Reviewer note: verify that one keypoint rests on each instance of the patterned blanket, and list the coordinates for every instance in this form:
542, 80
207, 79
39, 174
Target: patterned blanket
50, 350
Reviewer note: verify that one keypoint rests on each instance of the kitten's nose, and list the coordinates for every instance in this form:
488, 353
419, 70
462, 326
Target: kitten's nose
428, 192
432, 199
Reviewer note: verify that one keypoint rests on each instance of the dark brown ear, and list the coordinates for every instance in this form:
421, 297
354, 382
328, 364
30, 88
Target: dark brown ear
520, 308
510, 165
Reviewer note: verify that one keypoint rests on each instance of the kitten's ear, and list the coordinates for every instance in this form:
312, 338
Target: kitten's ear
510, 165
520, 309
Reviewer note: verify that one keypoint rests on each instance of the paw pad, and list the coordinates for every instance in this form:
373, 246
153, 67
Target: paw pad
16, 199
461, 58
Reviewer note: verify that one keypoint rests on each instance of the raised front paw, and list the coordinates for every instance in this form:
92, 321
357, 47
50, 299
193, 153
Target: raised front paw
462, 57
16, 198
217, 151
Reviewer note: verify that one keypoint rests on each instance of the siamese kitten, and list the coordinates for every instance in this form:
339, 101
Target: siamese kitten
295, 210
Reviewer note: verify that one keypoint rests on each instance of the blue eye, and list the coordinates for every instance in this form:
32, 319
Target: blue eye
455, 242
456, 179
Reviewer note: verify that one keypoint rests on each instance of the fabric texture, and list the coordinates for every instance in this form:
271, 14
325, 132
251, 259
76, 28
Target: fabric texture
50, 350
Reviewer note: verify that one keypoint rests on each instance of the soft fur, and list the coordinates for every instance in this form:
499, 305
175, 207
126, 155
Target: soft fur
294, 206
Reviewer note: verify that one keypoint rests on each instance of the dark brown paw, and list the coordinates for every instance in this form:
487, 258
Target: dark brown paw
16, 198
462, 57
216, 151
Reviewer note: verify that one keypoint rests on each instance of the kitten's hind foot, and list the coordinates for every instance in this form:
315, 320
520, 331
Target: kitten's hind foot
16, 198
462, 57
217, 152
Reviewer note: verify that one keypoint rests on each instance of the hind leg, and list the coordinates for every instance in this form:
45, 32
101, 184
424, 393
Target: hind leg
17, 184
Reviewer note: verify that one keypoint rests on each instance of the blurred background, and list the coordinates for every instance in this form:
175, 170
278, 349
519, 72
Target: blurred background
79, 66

---

- [WORK TO BE COMPLETED]:
Extract, verbatim, the lines from the one containing "of the soft" through the last line of the listing above.

- [COMPLETED EXERCISE]:
Reviewer note: verify that one keypoint rests on each instance of the soft fur, and list the coordinates for every instance in this form:
499, 305
175, 207
126, 155
Target: soft fur
294, 206
Reviewer note: verify that one keypoint rests on each instance of the dark brown paw, and list the coordinates for every instance in this form:
487, 258
Target: dark brown paw
16, 198
462, 57
216, 151
Reviewer note: verify that one keypoint rests on each instance of the kitten's hind foot, and list the coordinates for every instance in this form:
315, 320
520, 331
Target: kitten's hind foot
16, 198
462, 57
217, 152
Reviewer note: verify that one keypoint rests on each instance of the hind leg, and list the coordinates for every instance in this form:
45, 32
101, 184
424, 393
Target: hind leg
17, 184
Reviewer note: verify that one keypoint rests on each instance of the blurred background, and list the coordinates for every instance in this form:
175, 170
278, 349
519, 72
Target: blurred background
79, 66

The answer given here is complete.